## Request:
Write out each line beneath this one exactly as it reads.

# START OF Given entries

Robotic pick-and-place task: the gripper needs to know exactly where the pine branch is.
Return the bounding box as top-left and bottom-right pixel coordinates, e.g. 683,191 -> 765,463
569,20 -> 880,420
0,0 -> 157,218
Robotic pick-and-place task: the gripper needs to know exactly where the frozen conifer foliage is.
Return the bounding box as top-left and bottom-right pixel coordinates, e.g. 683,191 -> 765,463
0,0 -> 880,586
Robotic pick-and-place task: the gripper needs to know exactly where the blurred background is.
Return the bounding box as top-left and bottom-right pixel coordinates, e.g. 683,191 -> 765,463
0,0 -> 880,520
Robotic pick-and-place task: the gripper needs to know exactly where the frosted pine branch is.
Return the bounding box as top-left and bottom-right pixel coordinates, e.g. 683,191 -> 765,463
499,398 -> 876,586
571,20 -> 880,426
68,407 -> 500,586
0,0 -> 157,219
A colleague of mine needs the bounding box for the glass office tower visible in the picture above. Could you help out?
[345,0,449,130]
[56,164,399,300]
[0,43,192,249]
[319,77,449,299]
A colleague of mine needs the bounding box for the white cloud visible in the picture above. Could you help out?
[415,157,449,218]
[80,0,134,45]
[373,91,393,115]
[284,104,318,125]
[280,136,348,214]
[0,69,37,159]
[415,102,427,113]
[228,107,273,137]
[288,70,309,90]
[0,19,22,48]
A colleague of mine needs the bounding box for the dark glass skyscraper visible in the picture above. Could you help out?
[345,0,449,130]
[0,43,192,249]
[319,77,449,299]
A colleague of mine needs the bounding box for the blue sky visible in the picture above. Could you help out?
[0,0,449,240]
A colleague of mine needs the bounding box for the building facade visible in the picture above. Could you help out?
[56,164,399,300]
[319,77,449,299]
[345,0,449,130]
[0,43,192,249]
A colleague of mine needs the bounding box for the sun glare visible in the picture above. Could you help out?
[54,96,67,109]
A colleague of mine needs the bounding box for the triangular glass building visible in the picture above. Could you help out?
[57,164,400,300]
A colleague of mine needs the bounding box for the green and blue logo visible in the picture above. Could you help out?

# END OF Given entries

## Task solution:
Robotic pick-and-place task: the gripper needs to know exactly where the pine branch is.
Return the bounding box as top-left and bottom-right pixel coordinates, e.g. 683,191 -> 765,463
569,20 -> 880,420
0,0 -> 157,218
Robotic pick-and-place task: the gripper needs to know exactly where the frozen conifer foliage is.
Return the bounding box as top-left and bottom-right pixel coordinates, e.g. 683,191 -> 765,463
0,0 -> 880,586
Robotic pick-and-place task: the gripper needs to know exactly where the blurred background is.
Return the bounding box as top-left and bottom-right pixel coordinates, e.g. 683,191 -> 765,463
0,0 -> 880,520
Robotic pick-and-place task: the gripper needs to know exactly where the frosted pine branch is.
Return the bounding box as top-left and bottom-right pixel coordinates, e.g. 683,191 -> 765,463
499,398 -> 876,586
571,20 -> 880,426
68,407 -> 500,586
0,0 -> 157,219
A colleague of mine needs the bounding box for the glass office tower visible in the picture above. Could you help out?
[345,0,449,130]
[56,164,399,300]
[0,43,192,249]
[319,77,449,299]
A colleague of mine needs the bounding box for the white cloud visible in the picture above. Could you help out?
[415,157,449,218]
[80,0,134,45]
[373,91,393,115]
[284,104,318,125]
[280,136,348,214]
[0,69,37,159]
[415,102,427,113]
[228,107,273,137]
[288,70,309,90]
[0,19,22,48]
A colleague of mine needs the bounding box for the dark glass skyscraper visible in the picture above. Could you help out?
[345,0,449,130]
[0,43,192,249]
[319,77,449,299]
A colleague of mine needs the bounding box for the blue sky visible in the picture above. Could you help out?
[0,0,449,240]
A colleague of mine needs the bounding box for the building facade visible in the picture above. Could you help out?
[56,164,399,300]
[319,77,449,299]
[345,0,449,130]
[0,43,192,249]
A colleague of mine needs the bounding box for the sun glare visible in the picture above. Could you help out?
[54,96,67,109]
A colleague of mine needs the bounding box for the triangular glass building visible in the picture above. Could you help out?
[57,164,400,300]
A colleague of mine needs the bounding box for the green and blue logo visible in the picture above. Could you help out?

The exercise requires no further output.